> [Pointing dataset excerpts]:
-=-=-

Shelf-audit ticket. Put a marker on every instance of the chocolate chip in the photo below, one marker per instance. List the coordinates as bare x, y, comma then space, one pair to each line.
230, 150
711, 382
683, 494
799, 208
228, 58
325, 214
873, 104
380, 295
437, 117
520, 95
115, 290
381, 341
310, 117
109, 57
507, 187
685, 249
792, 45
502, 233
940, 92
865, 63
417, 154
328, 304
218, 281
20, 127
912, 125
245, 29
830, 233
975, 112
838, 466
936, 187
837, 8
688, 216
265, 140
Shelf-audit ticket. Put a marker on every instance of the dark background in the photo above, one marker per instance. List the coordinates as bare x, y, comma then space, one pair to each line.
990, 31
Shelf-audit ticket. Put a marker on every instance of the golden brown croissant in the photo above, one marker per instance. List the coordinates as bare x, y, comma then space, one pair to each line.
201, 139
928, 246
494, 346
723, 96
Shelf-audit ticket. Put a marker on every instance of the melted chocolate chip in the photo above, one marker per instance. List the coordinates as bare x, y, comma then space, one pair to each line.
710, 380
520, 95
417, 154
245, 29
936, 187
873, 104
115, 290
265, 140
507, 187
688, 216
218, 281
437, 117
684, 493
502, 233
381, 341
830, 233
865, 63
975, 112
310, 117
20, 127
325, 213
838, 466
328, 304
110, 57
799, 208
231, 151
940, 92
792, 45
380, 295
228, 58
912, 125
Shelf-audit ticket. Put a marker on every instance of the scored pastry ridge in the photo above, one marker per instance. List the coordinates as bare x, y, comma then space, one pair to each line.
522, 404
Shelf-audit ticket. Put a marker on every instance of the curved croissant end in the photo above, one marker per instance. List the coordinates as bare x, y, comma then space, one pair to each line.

-=-=-

> [INSTRUCTIONS FOR THE TASK]: Render the stretch of the material from the line containing "Shelf-audit ticket. Put a marker on every instance of the melted" through the end of the material as a Markdown table with the columns Row and Line, one numbered row per line and blank lines left out.

> [EXERCISE SOLUTION]:
| Row | Line |
|---|---|
| 1 | Shelf-audit ticket. Put a marker on every instance of the melted chocolate chip in the photo above, one marker per instance. List the coordinates as bare x, y, comma then space, one pair to each line. |
| 2 | 710, 380 |
| 3 | 520, 95 |
| 4 | 417, 154 |
| 5 | 245, 29 |
| 6 | 936, 187 |
| 7 | 873, 104 |
| 8 | 115, 290 |
| 9 | 265, 140 |
| 10 | 507, 187 |
| 11 | 688, 216 |
| 12 | 218, 281 |
| 13 | 437, 117 |
| 14 | 684, 493 |
| 15 | 502, 233 |
| 16 | 381, 341 |
| 17 | 830, 233 |
| 18 | 865, 63 |
| 19 | 975, 112 |
| 20 | 310, 117 |
| 21 | 20, 127 |
| 22 | 325, 213 |
| 23 | 838, 466 |
| 24 | 328, 304 |
| 25 | 110, 57 |
| 26 | 799, 208 |
| 27 | 231, 151 |
| 28 | 940, 92 |
| 29 | 792, 45 |
| 30 | 380, 295 |
| 31 | 228, 58 |
| 32 | 912, 125 |
| 33 | Shelf-audit ticket. Put a marker on every instance of the scored pastry ridge in the photo above, one marker per instance. List the coordinates as bare x, y, comma then space, one pair to each line. |
| 34 | 522, 404 |
| 35 | Shelf-audit ticket. Put a marker on every instance of the curved croissant end in the photo above, one marker per instance. List the coordinates as bare x, y, comma then space, one pair to each line. |